_Text segment:_
□ □ □ □ □
While we maintain insurance coverage for some of these events, the potential liabilities associated with these events could exceed the insurance coverage we maintain. A failure to protect the privacy of customer and employee confidential data against breaches of network or IT security could result in damage to our reputation. Any of these occurrences could result in a material adverse effect on our results of operations and financial condition.
Economic conditions adversely affecting consumer discretionary spending may negatively impact our business and operating results.
We believe that our revenues and profitability are strongly correlated to consumer discretionary spending, which is influenced by general economic conditions, unemployment levels, and the availability of discretionary income. In an economic downturn our business and results of operations could be materially and adversely affected.
Our operating results vary quarterly.
S ales to our major customers fluctuate widely from period to period and there is no way to accurately predict that their sales pattern from one year will be repeated in the corresponding period of the next fiscal year. Due to the foregoing factors, in some future quarter our operating results may be below the expectations of investors. In such event, it is likely that the price of our common stock would be materially adversely affected.
Global climate change and legal, regulatory, or market measures to address climate change, may negatively affect our business, operations and financial results.
□ □ □ □ □
_The tasks:_
a – Please say whether each statement agrees with the risk-factor passage, answering yes or no and quoting the deciding words: (i) the company's insurance is sure to cover all liabilities from security events; (ii) revenues and profitability are strongly tied to consumer discretionary spending; (iii) sales to major customers can be accurately predicted from one year to the next.
b – Write the next part of the risk-factor passage, picking up after its final heading on climate change.
The rows that come next are separate material and not part of the risk-factor passage.

_Data supplied:_
□ □ □ □ □
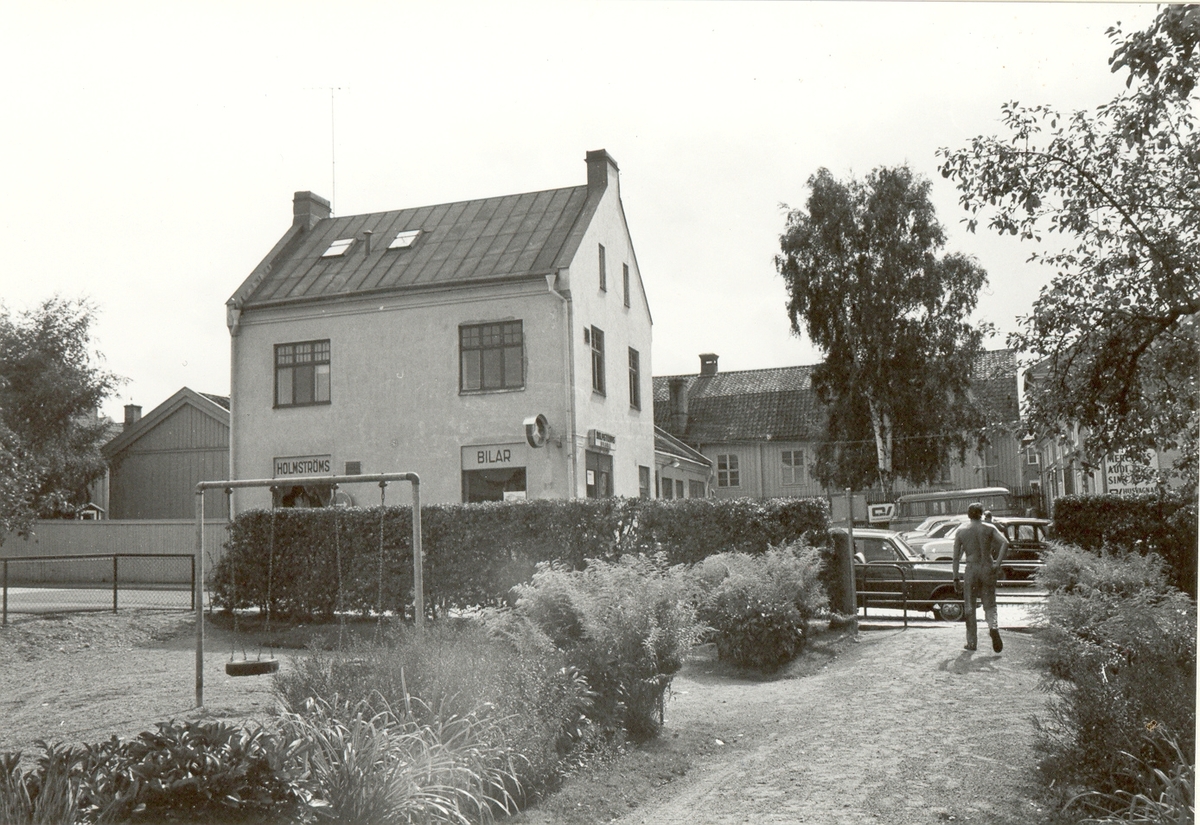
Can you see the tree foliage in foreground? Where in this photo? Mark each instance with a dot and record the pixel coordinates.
□ □ □ □ □
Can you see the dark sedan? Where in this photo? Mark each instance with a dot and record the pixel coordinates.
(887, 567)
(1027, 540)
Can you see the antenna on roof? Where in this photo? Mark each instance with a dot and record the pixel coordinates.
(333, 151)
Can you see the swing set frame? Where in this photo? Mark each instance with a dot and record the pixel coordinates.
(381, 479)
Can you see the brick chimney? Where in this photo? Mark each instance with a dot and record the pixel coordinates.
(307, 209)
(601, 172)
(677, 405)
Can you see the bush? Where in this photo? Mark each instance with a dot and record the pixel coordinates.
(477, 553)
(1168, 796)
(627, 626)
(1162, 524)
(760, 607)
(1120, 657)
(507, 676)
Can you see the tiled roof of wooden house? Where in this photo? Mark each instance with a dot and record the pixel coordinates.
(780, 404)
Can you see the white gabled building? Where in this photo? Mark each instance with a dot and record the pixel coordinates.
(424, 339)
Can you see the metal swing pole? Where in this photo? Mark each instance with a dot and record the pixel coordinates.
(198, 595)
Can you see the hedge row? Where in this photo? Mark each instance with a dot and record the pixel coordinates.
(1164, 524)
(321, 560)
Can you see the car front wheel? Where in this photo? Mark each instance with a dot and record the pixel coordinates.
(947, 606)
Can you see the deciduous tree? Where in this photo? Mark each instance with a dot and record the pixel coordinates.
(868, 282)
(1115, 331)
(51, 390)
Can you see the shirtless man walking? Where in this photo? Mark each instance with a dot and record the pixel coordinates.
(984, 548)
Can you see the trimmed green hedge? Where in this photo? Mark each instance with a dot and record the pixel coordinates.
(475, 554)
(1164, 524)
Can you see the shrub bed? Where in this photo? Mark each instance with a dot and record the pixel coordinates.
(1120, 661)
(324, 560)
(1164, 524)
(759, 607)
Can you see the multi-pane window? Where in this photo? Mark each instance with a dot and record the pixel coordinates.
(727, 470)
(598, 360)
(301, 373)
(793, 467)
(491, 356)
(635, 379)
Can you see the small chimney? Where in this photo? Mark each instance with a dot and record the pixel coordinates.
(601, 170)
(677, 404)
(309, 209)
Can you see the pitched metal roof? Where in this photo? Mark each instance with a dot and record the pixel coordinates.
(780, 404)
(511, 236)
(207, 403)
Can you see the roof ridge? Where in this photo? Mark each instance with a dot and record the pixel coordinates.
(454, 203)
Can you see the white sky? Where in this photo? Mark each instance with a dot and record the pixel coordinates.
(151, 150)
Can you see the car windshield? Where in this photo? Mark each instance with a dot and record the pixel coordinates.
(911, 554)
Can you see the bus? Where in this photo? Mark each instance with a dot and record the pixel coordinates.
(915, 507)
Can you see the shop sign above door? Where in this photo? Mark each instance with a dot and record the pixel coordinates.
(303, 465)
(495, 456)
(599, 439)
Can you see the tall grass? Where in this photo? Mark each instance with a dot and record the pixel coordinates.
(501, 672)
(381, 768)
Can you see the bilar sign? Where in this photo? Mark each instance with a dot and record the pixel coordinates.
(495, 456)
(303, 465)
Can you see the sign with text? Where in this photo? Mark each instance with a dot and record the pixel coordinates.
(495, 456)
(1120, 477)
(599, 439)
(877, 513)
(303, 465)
□ □ □ □ □
_Answers per task:_
a –
(i) No: "the potential liabilities associated with these events could exceed the insurance coverage we maintain"
(ii) Yes: "our revenues and profitability are strongly correlated to consumer discretionary spending"
(iii) No: "there is no way to accurately predict that their sales pattern from one year will be repeated in the corresponding period of the next fiscal year"

b –
We are subject to risks associated with the long-term effects of climate change on the global economy and on our industry in particular. Extreme weather and natural disasters within or outside the United States, such as drought, wildfires, storms, changes in ocean currents and flooding, could make it more difficult and costly for us to manufacture and deliver our products to our customers, obtain raw materials from our suppliers, or perform other critical corporate functions. In particular, if such climate change impacts negatively affect agricultural productivity, we may be subject to decreased availability or less favorable pricing from certain commodities that are necessary for our products. Adverse weather conditions and natural disasters could reduce crop size and crop quality, which could reduce our supplies of raw materials, lower recoveries of usable raw materials, increase the prices of our raw materials, increase our costs of storing and transporting raw materials, or disrupt production schedules.
There is a growing societal concern that carbon dioxide and other greenhouse gases in the atmosphere may have an adverse effect on global temperatures, weather patterns and the frequency and severity of natural disasters. The increasing concern over climate change could result in new domestic or international legal requirements for us to reduce greenhouse gas emissions and other environmental impacts of our operations, improve our energy efficiency, or undertake sustainability measures that exceed those we currently pursue. Furthermore, such measures may result in the taxation of greenhouse gas emissions. Any such regulatory requirements could cause disruptions in the manufacture of our products and result in increased capital, procurement, manufacturing and distribution costs. Our reputation and brand could be harmed if we fail, or are seen as having failed, to respond responsibly and effectively to changes in legal and regulatory measures adopted to address climate change.
In addition, changing customer preferences may result in increased demands regarding packaging materials and other components in our products and their environmental impact on sustainability. Further, customers may place increasing importance on purchasing products that are sustainably grown and made. These demands may cause us to incur additional costs or make other changes to other operations to respond to such demands, which could adversely affect our financial results.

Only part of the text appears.